**Task description**. Transcribe every record that appears below, exactly and in full.

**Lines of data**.
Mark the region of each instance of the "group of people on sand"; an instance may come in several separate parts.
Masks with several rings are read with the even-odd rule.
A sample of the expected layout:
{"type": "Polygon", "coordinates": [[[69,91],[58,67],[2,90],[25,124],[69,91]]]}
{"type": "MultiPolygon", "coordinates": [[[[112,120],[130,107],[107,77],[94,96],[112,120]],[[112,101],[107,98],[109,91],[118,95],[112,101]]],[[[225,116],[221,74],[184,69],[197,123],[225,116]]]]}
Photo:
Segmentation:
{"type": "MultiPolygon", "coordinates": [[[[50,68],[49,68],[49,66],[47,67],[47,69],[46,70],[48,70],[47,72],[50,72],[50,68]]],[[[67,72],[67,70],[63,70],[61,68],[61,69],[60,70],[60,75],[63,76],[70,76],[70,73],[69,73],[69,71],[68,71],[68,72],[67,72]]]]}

**Result of this task**.
Mark the region of each instance of the "group of people on sand"; an instance may come in several separate parts.
Masks with several rings are read with the even-odd rule.
A sample of the expected layout:
{"type": "Polygon", "coordinates": [[[69,91],[58,67],[2,90],[25,124],[69,91]]]}
{"type": "MultiPolygon", "coordinates": [[[[112,120],[130,107],[107,77],[94,96],[112,120]],[[112,101],[107,98],[109,91],[118,95],[112,101]]],[[[225,116],[221,74],[184,69],[197,123],[225,116]]]]}
Photo:
Segmentation:
{"type": "MultiPolygon", "coordinates": [[[[50,68],[49,68],[49,66],[47,67],[47,69],[46,70],[48,70],[47,72],[50,72],[50,68]]],[[[67,72],[67,70],[63,70],[61,68],[61,69],[60,70],[60,75],[63,76],[70,76],[70,73],[69,73],[69,71],[68,71],[68,72],[67,72]]]]}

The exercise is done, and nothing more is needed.